START Raw data

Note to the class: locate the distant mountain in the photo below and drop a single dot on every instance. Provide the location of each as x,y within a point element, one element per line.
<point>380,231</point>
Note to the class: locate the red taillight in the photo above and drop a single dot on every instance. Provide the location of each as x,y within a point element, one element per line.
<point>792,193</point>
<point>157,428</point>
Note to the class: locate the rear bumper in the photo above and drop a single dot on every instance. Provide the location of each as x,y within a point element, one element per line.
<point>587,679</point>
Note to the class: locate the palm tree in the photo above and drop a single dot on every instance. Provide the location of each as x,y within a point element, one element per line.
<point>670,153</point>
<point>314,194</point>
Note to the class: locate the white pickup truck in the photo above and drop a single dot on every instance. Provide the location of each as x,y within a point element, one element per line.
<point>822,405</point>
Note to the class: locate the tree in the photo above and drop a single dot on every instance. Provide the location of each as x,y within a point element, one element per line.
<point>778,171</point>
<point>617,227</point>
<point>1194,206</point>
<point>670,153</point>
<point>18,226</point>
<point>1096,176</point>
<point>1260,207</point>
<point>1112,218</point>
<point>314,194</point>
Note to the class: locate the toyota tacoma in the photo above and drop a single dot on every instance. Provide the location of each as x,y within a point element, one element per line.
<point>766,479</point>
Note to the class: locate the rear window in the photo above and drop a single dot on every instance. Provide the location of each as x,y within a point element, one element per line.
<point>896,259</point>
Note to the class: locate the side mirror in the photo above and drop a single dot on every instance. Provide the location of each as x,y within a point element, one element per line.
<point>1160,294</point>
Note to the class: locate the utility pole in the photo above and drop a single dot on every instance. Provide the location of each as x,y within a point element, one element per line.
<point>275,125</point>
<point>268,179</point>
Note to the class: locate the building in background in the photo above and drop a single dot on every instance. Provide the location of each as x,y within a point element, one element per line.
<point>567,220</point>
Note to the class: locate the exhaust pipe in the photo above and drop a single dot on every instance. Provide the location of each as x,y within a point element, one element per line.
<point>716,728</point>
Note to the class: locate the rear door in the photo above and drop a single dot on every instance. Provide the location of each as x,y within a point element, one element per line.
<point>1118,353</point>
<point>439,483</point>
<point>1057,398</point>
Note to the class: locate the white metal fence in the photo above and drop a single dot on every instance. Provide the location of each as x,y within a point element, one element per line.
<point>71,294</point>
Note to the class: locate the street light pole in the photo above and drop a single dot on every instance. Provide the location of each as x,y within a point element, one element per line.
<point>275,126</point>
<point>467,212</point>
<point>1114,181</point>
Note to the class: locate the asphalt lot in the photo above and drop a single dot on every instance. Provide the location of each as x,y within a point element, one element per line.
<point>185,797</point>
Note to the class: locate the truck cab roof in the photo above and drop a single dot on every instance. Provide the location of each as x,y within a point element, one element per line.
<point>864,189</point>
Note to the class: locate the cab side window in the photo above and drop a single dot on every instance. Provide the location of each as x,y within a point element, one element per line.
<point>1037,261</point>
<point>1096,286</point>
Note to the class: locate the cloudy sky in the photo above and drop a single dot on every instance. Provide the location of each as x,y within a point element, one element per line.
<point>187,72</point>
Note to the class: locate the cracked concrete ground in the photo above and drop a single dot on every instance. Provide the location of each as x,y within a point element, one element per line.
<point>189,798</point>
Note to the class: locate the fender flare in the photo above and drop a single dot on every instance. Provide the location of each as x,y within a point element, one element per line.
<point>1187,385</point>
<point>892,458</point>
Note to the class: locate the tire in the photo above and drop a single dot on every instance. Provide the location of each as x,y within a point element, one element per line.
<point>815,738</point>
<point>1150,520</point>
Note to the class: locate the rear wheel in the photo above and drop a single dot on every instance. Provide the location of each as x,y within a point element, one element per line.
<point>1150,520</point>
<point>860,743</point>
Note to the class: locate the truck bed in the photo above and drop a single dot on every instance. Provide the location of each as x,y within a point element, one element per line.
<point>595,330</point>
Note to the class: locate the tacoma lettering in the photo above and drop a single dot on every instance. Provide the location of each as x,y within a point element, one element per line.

END Raw data

Exactly as they appear above, return all of the records.

- [Result of the task]
Note to the class: locate the distant mountain in the photo below and drop a single dot on every instance. Provide the location of each as x,y within a point element, one element per line.
<point>380,231</point>
Note to the class: locate the red taillight in the photo above and drop a single dot on every instance. Provide the location of each as x,y within a point element, one element per line.
<point>792,193</point>
<point>157,428</point>
Note to the class: locate the rear bumper in the photo above and drop a single dot on every instance. Provide the location of each as x,y within a point element, one element per line.
<point>587,679</point>
Note to the class: locate the palm tree in the photo above and drop a single dot on every instance. Provide the location of each as x,y within a point element, one element per line.
<point>670,153</point>
<point>314,194</point>
Note to the class: locate the white pickup truck in the photo above and drop a single dot on every instance. Provide the location of each as x,y within a point element, one element per line.
<point>822,405</point>
Note to the class: locate the tree in the photo above and drop a single dot on every instance. Provide the location of each as x,y within a point element, one element per line.
<point>778,171</point>
<point>617,227</point>
<point>1194,206</point>
<point>670,153</point>
<point>18,226</point>
<point>1096,176</point>
<point>1260,207</point>
<point>1112,218</point>
<point>314,194</point>
Note to the class: locate the toyota tacoma in the photo above and drop a single dot on every instance. Provide the location of each as x,y within a point element, one element per line.
<point>766,479</point>
Note to the class: locate the rear window in the photo above and drop a single dot on every instance. Provide the location of each as x,y within a point element, one element per line.
<point>896,259</point>
Note to the class: locate the side mirror in the photo above and drop a single dot on every instance. Provide the location of each as x,y within a point element, one element per line.
<point>1160,294</point>
Note to the class: locate the utility pole in the photo above and drop a single dot on every instance. Provide the location of each as x,y within a point element, one element per line.
<point>275,125</point>
<point>268,179</point>
Note to the class: locate the building in background in the photo above and drop a single dot on every instance. Provide the location of each as x,y within a point element, one element per line.
<point>567,220</point>
Note to the class: locate the exhaust pipe in the photo above and drop a single dot on every instance. Provide the location of each as x,y within a point element, one element per line.
<point>716,728</point>
Note to the class: locate the rear door in the photo above and drop a single dot on every instance. Provide the location of each as x,y within a point element, one element per line.
<point>1118,353</point>
<point>439,483</point>
<point>1057,398</point>
Note to the class: locate the white metal fence in the photo above and drop a single dot on every instance. Provide the location of each as x,y within a point element, one element per line.
<point>71,294</point>
Note to the class: locate the street light pole in the photo above and drop a single dot on every instance. Provide the location of each as x,y within a point element, one element per line.
<point>275,126</point>
<point>467,212</point>
<point>1114,181</point>
Note to the class: locate the asphalt lot in the photo above and drop a single dot on every instance. Provide the location of each as x,y within a point element, one element per line.
<point>185,797</point>
Note to the class: locate the truck cab roof in the photo above and drop a single dot on every instance. Provide the location of each as x,y within a point element, one element per line.
<point>864,189</point>
Note to the class: locate the cab side window in the photo above and drop a single dot on every instance. Provide the location of each as x,y within a point element, one element per line.
<point>1037,261</point>
<point>1096,286</point>
Note to the class: locate the cloudy sky in the photo above and drop a single dot on every instance. Provide the location of each as x,y within a point element, one element per line.
<point>187,72</point>
Note to the class: locate the cracked concrete ground in the photo above and drop a single dot on every instance. Provide the location of each as x,y within a point element, one element per line.
<point>189,798</point>
Note to the class: locate the fender flare in the photo above and drop a single dot on every instance. Provide the location of each as x,y within a point element, one element per line.
<point>1187,385</point>
<point>892,458</point>
Note to the class: locate the tire in the photo above and drop a single dot on every instance. Provide the location of each as x,y within a point element, one element per line.
<point>815,738</point>
<point>1150,520</point>
Note to the class: locate the rear wheel in the photo above and drop a single dot on every instance. Provide the location of each as x,y within a point element, one element per line.
<point>1150,520</point>
<point>860,743</point>
Note to the class: locate the truck bed in the photo above and drop a single dot on every instance. Provide the location of each as x,y within a point element, one element per line.
<point>595,330</point>
Note to the class: locate the tacoma lettering in the photo above and drop a single dot on every instance. Provide the location of each as x,y within a point element, one element per line.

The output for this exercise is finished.